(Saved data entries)
::::::::

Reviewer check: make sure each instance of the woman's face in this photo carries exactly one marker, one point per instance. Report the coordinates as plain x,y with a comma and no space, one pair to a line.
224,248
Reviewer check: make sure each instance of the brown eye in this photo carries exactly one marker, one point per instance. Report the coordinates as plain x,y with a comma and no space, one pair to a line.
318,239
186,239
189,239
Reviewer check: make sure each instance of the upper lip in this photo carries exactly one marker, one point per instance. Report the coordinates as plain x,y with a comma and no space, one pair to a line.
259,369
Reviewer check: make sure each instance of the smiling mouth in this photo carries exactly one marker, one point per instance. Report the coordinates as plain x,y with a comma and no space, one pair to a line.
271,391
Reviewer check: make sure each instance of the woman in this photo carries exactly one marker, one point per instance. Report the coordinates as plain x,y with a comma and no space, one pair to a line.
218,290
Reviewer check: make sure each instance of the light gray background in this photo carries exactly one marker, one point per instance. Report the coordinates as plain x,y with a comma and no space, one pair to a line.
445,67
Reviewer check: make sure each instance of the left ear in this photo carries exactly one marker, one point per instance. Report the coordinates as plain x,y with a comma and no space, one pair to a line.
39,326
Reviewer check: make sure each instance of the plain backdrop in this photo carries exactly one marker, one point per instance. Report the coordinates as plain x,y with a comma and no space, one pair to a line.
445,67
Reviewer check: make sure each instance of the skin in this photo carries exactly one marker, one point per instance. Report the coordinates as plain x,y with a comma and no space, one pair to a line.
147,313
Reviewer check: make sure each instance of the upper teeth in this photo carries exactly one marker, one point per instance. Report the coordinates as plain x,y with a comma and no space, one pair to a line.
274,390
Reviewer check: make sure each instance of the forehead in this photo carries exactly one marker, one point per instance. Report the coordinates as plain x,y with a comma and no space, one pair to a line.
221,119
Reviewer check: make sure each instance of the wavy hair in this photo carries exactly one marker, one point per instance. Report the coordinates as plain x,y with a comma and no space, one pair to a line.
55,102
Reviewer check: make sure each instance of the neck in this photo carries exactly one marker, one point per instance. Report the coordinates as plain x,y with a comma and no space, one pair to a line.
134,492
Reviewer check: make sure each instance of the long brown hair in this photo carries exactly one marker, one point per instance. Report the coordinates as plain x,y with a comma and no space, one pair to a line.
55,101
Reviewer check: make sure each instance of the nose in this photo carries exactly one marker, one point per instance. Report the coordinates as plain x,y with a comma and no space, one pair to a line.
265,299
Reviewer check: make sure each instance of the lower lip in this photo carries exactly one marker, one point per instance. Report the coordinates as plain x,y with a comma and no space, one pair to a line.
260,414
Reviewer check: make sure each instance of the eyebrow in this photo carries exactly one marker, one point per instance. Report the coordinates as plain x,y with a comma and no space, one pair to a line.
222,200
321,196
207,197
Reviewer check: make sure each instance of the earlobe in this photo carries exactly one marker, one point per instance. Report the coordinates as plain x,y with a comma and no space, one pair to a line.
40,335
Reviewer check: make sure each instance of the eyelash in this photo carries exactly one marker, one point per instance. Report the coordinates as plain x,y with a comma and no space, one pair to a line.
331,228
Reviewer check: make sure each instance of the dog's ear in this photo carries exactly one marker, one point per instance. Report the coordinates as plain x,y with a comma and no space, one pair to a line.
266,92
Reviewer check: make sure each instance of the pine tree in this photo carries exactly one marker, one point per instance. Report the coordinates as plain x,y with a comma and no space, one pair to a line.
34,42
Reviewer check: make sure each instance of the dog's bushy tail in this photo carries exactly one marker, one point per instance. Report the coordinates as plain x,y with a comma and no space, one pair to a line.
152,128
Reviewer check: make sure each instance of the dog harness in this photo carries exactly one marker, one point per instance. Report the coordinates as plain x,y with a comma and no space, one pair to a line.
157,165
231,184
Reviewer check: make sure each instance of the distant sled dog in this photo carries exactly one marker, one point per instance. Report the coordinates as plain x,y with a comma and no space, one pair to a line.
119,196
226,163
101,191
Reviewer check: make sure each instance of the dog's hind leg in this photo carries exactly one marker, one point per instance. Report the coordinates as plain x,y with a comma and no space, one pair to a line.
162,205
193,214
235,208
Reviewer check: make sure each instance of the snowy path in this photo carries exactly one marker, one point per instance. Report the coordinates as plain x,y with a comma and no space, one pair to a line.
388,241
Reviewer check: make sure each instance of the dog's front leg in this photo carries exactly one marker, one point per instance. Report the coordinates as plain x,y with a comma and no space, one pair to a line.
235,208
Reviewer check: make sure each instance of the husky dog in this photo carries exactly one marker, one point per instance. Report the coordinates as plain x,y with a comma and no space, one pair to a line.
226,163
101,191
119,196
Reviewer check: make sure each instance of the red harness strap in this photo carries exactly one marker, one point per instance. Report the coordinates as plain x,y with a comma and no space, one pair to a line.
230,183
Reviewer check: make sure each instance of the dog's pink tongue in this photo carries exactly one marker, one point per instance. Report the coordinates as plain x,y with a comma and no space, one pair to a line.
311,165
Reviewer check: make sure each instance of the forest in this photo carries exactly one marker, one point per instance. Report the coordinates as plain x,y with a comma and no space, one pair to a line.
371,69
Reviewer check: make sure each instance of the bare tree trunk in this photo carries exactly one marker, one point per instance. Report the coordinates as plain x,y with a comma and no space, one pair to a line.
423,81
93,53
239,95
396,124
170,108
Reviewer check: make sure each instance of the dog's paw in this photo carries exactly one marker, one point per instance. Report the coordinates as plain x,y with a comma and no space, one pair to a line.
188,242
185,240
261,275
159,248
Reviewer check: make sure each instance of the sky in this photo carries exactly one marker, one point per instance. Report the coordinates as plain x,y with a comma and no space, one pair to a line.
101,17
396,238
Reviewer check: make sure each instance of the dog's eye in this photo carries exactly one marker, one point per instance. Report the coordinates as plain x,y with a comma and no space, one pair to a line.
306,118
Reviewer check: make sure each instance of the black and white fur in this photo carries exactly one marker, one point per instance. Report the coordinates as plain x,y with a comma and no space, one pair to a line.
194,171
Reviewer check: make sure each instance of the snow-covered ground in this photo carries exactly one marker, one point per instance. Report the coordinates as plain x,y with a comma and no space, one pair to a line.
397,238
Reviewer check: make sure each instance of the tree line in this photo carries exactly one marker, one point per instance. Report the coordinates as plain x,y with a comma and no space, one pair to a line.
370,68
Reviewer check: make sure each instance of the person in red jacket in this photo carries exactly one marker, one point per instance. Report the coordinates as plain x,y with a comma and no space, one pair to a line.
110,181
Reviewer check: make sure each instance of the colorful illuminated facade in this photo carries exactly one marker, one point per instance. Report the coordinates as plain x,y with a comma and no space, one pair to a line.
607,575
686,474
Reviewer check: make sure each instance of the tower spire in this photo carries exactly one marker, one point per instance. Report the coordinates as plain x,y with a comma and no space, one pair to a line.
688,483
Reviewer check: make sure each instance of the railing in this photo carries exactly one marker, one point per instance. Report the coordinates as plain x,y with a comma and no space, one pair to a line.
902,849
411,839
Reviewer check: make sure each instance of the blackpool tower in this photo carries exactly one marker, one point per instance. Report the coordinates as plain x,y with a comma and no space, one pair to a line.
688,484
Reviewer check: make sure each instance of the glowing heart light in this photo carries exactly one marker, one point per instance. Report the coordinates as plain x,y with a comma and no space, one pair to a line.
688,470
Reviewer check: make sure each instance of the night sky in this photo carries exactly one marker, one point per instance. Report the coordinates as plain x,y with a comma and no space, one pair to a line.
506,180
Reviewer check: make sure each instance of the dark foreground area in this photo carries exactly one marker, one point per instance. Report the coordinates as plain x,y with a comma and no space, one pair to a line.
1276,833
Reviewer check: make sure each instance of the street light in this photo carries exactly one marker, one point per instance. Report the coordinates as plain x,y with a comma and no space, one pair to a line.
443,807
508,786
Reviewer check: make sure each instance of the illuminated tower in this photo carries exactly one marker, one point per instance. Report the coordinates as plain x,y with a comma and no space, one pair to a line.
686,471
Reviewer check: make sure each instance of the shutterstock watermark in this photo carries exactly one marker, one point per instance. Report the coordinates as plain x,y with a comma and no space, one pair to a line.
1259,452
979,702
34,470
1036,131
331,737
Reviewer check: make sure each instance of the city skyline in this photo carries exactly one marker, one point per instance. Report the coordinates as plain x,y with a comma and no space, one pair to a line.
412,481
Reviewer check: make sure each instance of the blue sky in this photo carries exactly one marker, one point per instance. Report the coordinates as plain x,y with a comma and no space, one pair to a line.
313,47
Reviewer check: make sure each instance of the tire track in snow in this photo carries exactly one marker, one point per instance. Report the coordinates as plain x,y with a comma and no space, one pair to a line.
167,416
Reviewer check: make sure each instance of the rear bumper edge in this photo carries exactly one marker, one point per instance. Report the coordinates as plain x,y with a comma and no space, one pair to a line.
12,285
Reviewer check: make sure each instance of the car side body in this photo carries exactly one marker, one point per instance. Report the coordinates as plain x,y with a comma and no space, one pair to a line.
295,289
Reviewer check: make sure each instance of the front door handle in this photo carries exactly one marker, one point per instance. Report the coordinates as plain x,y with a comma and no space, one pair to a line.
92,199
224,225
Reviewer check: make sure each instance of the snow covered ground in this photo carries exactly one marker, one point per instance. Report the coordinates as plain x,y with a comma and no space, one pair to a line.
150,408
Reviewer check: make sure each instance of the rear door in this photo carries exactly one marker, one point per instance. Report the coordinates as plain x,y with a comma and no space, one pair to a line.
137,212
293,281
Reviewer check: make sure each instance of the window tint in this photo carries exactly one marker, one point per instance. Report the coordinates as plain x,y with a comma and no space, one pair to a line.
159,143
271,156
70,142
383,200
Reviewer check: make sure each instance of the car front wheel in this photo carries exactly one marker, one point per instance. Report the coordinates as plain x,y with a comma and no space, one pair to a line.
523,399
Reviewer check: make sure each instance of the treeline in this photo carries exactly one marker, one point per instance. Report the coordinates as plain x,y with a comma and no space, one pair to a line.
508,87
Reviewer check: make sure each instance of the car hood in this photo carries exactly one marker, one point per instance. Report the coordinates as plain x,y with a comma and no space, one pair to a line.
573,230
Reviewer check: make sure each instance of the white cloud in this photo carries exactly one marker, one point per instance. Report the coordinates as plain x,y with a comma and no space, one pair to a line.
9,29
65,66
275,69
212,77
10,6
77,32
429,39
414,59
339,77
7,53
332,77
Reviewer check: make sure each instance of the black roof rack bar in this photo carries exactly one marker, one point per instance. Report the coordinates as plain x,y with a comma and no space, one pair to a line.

::::::::

## What needs to be done
Repeat word for word every line of the data, starting with the line that contains "Reviewer check: make sure each instance of the car hood" and going on through the final line, with both ends included.

## Output for this exercise
Reviewer check: make sure each instance of the car hood in this photo carries exactly one marker, one point per instance. Report the coordinates as plain x,y with a comma and no space, one pair to a line.
573,230
Reviewer check: make sure each instance of the white cloud in this photo carries exactly one marker, one point per instance. Report the coordinates as plain x,y with a comma and no space, one pair to a line.
9,29
65,66
275,69
212,77
10,6
77,32
429,39
414,59
339,77
7,53
332,77
Reviewer check: make sure each instance of the black roof rack bar in this photo carries exactly one marker, one point per instance. Report the coordinates as plain x,y with a comma and no space, one pair to a line.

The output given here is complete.